Il brano =
——————
Dalla metà degli anni Novanta, la crescita della produttività nel Sud Europa è stata molto inferiore rispetto a quella di altri paesi sviluppati. Perché non hanno saputo approfittare della rivoluzione informatica. E la causa è un management inadeguato.
Tecnologie dell’informazione e crescita della produttività
Dalla metà degli anni Novanta, la crescita della produttività nel Sud Europa è stata decisamente inferiore rispetto a quella di altri paesi sviluppati. Ciò è illustrato dalla figura 1A, in cui è rappresentata la produttività aggregata, misurata come Pil reale per ora lavorata (al netto dell’accumulazione di capitale non-IT), per sei paesi Ocse. Tra il 1995 e il 2015, la produttività è cresciuta solo dello 0,1 per cento l’anno in Italia e Spagna e dello 0,5 per cento l’anno in Portogallo, mentre è salita dell’1,1 per cento l’anno in Germania e dell’1,4 per cento negli Stati Uniti.
Figura 1 – Crescita della produttività e capitale IT (Information Technology) nell’Ocse
Fonte: Ocse e EU Klems. Vedi F. Schivardi e T. Schmitz (2019)
Queste tendenze rappresentano una sfida per la sopravvivenza dell’unione monetaria. Mentre una moneta comune può funzionare bene se ci sono differenze geografiche nei livelli di produttività, è molto più difficile far fronte a differenze persistenti nella crescita della produttività, in particolare quando l’inflazione è bassa.
La divergenza del Sud Europa coincide con la diffusione massiccia delle tecnologie dell’informazione (IT) a partire dalla metà degli anni Novanta, che è stata uno dei principali motori della crescita della produttività nelle principali economie.
——————
Dati di partenza =
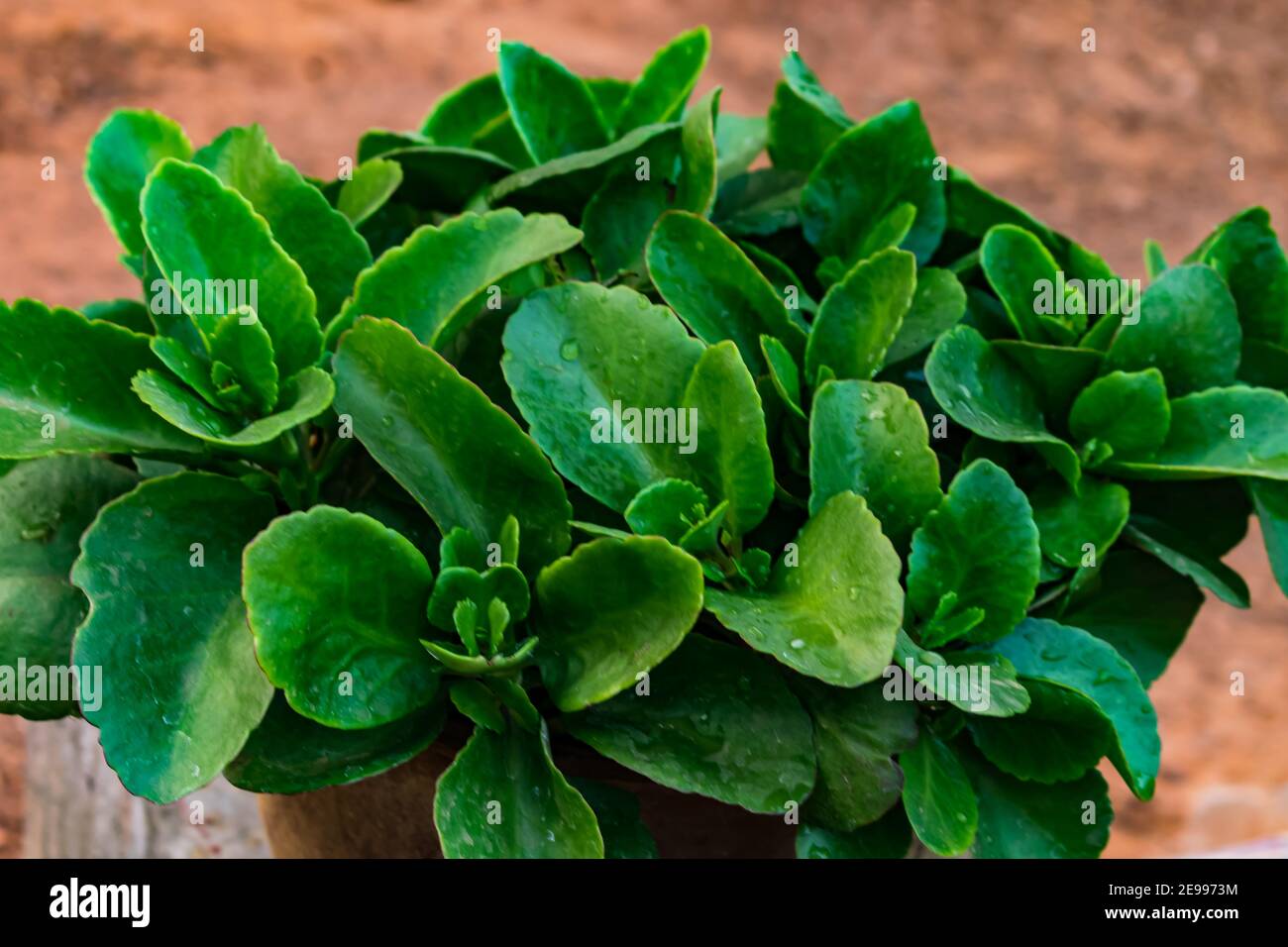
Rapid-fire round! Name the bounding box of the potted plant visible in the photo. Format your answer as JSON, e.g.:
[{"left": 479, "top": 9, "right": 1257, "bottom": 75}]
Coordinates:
[{"left": 0, "top": 30, "right": 1288, "bottom": 857}]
——————
Esercizi =
• A. Secondo il brano sulla produttività, di quanto è cresciuta ogni anno la produttività in Germania tra il 1995 e il 2015?
• B. Continua il brano sulla produttività nel Sud Europa partendo dalla sua ultima frase.
Il materiale non ha niente a che vedere con il brano.

Le risposte =
• A. Dell’1,1 per cento l’anno.

• B.
Nel Sud Europa invece la rivoluzione informatica ha prodotto progressi relativamente modesti. La figura 1B mostra che tra il 1995 e il 2014 il capitale reale IT è aumentato di un fattore di 4,6 negli Stati Uniti e di 4 in Germania, ma solo di un fattore di 1,5 in Italia, di 2,6 in Portogallo e di 3,7 in Spagna. Pertanto, la diffusione dell’IT nel Sud Europa è stata limita limitata. Inoltre, ha avuto un impatto trascurabile sulla produttività anche nei paesi in cui si registrava una crescita leggermente più rapida del capitale IT (come la Spagna). Perché?
Pratiche manageriali inefficienti
Un’ampia letteratura empirica documenta che l’adozione dell’IT richiede cambiamenti nell’organizzazione aziendale e induce maggiori incrementi di produttività nelle imprese meglio gestite, perché pratiche manageriali e IT sono complementari. Tuttavia, le imprese del Sud Europa hanno prestazioni sistematicamente peggiori in termini di efficienza gestionale. Lo si vede dalla figura 2, che utilizza i dati del World Management Survey (Wms), sviluppato da Nick Bloom, Raffaella Sadun e John Van Reenen. Il Wms è un’indagine innovativa che consente di assegnare un punteggio alle imprese in base alla qualità delle loro pratiche manageriali (management score). Sono state prese in considerazione più di 20 mila aziende in 35 paesi. La figura 2 illustra le medie (standardizzate) per le economie industrializzate e mostra che i paesi del Sud Europa, come Italia, Spagna, Portogallo e Grecia, hanno punteggi sostanzialmente inferiori rispetto ai paesi del Nord Europa, agli Stati Uniti, al Canada e al Giappone.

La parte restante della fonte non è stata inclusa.